- SELECTED EXTRACT:
A special date designated for when you put together your Christmas puddings (in the British tradition, at any rate), Stir-Up Sunday.
One year, purely out of coincidence, I was making a Christmas cake on that date. (I’ve not yet attempted a Christmas pudding.)
Small D was a great (and very proud) helper, but, as we soon discover with Christmas cakes, they do take quite a lot of eating up. Even if you are keen on all the constituent parts.
(I am a self-appointed helper to anyone who doesn’t want the marzipan layer, of course.)
I don’t think my mother made Christmas pudding – for a long time, not everyone at home liked it. But she did make Christmas cake – and mince pies.
Part of her homage to traditions in fruit cake making was to wrap the cake tin in newspaper, something to do with helping the cake cook slowly and not dry out too much, I think.
I don’t think there was ever a great deal of decorating of the top. Being Good Eaters, the focus was much more on tucking in, I suspect.
The mince pies were an early instruction in the importance of letting baking cool before sampling it. There’s nothing quite like hot mincemeat to scald the roof of your mouth.

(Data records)
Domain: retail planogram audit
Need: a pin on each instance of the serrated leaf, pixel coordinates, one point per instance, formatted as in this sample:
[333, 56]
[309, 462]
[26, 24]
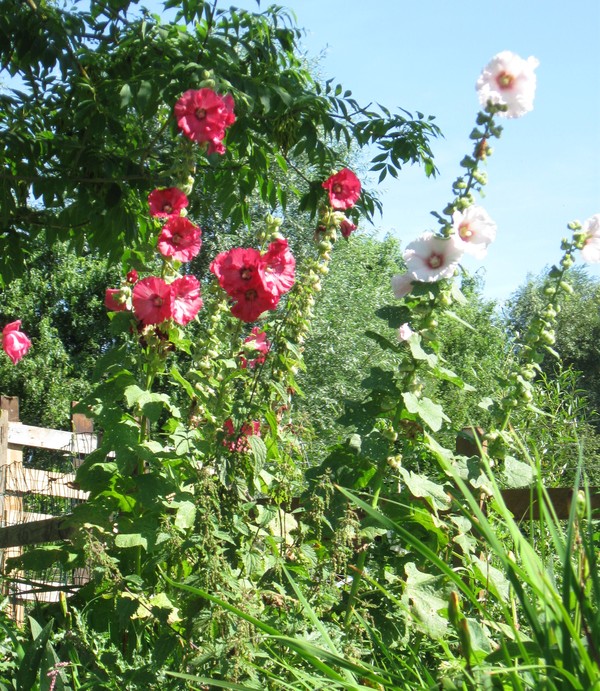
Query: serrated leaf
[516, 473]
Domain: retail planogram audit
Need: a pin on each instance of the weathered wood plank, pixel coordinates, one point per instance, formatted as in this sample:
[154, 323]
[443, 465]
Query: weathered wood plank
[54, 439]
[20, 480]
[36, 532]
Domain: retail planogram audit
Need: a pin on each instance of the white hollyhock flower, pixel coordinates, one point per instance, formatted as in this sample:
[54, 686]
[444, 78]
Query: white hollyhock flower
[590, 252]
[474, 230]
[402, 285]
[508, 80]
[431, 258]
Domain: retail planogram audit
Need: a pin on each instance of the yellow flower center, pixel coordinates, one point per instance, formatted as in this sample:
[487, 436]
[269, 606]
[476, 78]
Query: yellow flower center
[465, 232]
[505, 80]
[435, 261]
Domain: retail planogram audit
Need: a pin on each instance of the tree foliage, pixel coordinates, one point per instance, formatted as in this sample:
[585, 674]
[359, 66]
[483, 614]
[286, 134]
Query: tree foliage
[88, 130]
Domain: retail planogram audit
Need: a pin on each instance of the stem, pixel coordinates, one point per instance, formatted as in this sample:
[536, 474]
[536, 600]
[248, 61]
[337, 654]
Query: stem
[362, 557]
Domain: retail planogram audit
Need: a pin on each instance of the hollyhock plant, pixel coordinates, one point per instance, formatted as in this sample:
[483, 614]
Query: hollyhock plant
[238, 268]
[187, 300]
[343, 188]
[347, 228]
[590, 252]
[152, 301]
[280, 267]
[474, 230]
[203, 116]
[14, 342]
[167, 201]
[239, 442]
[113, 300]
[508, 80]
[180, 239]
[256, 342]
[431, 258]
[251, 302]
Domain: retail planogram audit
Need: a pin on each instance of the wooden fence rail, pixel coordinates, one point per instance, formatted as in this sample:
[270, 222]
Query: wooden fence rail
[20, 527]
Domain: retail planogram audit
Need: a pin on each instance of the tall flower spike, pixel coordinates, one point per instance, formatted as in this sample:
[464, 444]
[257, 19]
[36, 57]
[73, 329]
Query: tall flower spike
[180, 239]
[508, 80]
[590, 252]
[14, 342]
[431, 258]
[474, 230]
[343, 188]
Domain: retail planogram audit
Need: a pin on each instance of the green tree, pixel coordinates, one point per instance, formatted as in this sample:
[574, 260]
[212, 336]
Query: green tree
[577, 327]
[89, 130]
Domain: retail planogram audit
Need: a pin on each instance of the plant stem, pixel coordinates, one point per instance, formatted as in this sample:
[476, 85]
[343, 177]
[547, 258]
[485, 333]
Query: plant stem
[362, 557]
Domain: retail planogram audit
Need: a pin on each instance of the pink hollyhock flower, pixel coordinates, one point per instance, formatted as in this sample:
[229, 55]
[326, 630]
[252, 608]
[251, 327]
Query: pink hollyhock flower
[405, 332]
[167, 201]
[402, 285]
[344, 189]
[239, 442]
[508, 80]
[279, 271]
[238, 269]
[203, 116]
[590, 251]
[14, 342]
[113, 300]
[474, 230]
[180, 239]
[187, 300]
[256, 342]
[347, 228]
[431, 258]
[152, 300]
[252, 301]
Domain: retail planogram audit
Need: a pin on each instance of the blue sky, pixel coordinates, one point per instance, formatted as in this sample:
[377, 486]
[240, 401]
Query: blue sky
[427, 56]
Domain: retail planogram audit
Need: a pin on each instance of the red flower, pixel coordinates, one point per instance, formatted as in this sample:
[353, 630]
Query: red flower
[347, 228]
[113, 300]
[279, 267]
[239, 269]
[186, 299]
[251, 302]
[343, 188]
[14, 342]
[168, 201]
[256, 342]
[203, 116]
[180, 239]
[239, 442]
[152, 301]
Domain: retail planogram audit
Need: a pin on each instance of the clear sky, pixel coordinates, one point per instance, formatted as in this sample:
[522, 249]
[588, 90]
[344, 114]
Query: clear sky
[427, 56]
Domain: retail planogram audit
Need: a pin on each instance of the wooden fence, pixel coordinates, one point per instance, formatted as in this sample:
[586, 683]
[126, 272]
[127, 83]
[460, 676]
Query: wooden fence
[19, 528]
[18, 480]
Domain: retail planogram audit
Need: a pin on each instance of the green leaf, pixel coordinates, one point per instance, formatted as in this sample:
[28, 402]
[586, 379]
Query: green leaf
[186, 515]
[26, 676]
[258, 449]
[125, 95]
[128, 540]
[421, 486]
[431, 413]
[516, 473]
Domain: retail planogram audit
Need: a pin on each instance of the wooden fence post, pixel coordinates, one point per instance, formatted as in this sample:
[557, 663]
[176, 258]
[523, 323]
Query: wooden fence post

- BRIEF A: In the passage on Christmas baking, translate "One year, purely out of coincidence, I was making a Christmas cake on that date." into Spanish.
- BRIEF B: Write out the passage on Christmas baking from "Part of her" to "of your mouth.", replacing "newspaper" with "brown paper".

- WRITTEN ANSWER A: Un año, por pura coincidencia, estaba haciendo un pastel de Navidad en esa fecha.

- WRITTEN ANSWER B:
Part of her homage to traditions in fruit cake making was to wrap the cake tin in brown paper, something to do with helping the cake cook slowly and not dry out too much, I think.
I don’t think there was ever a great deal of decorating of the top. Being Good Eaters, the focus was much more on tucking in, I suspect.
The mince pies were an early instruction in the importance of letting baking cool before sampling it. There’s nothing quite like hot mincemeat to scald the roof of your mouth.